Objective
Please find each line of the items that follow containing the word "below" and copy those lines out. Case counts.

Record list
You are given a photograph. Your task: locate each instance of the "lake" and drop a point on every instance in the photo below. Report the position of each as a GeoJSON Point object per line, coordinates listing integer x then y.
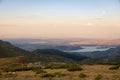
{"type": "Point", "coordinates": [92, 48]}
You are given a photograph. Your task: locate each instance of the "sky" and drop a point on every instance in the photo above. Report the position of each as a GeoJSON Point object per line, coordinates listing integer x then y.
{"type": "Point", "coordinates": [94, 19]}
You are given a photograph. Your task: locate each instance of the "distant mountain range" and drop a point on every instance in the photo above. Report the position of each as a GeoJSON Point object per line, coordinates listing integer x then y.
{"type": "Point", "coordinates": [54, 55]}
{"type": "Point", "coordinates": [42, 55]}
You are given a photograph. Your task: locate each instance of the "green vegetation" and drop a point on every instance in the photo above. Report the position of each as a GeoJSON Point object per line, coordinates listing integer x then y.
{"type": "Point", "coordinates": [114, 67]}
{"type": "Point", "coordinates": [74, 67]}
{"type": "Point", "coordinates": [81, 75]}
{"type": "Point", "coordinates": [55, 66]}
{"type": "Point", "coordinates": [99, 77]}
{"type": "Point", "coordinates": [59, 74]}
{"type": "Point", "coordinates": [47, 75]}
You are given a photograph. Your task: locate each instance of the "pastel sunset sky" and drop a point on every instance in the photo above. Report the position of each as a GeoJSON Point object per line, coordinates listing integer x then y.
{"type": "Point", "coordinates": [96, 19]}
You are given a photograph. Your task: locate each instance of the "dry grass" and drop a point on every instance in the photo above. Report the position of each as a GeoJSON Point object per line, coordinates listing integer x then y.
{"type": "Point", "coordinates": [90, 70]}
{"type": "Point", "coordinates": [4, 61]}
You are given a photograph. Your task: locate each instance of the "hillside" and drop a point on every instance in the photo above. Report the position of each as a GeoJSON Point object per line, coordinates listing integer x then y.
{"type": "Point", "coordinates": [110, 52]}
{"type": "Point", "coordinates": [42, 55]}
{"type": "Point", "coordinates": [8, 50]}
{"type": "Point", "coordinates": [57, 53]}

...

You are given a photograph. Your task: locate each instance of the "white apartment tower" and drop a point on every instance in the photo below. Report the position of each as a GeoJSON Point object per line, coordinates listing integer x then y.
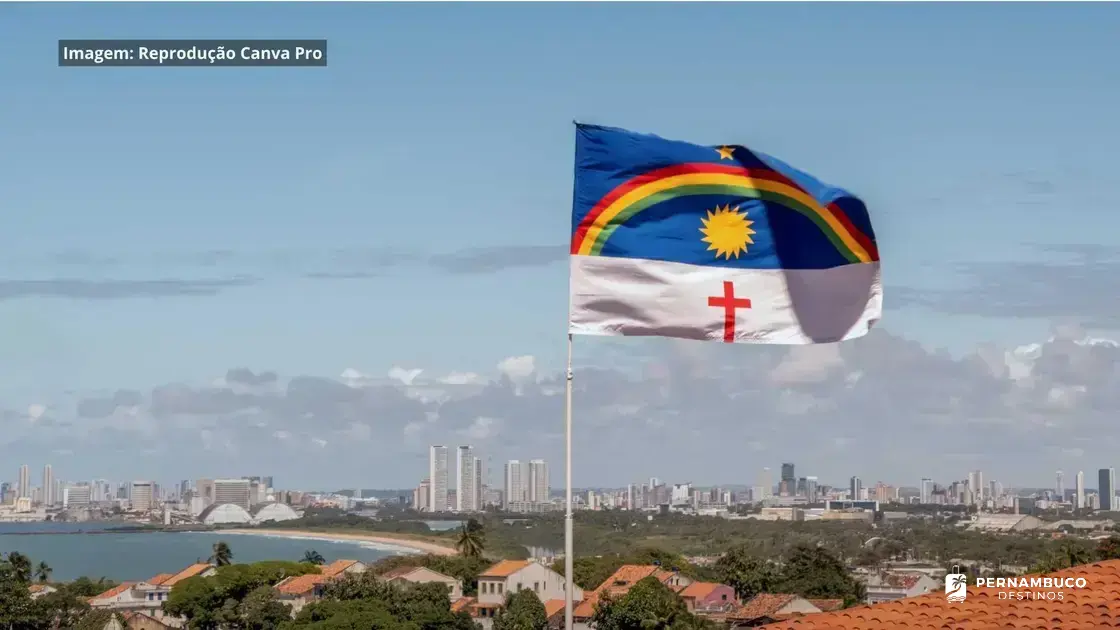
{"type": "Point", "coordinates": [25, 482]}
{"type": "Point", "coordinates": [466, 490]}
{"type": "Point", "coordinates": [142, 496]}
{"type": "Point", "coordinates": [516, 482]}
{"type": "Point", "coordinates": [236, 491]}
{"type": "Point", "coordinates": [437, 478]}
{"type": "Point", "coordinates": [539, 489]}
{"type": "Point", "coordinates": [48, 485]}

Worked answer
You are given a photograph. Your task: locate each instance of the "lake" and drop a point on every instance in the photo below. Report the position of each as a GeoJSON Point object per line, coordinates listing integer x then y.
You are given a photograph. Your task: locate each instance of the "white apartment tower" and drop a point on every instance in the photo below. Report the position of each as a GeoJSON Point object per line, coordinates listing integer x then y.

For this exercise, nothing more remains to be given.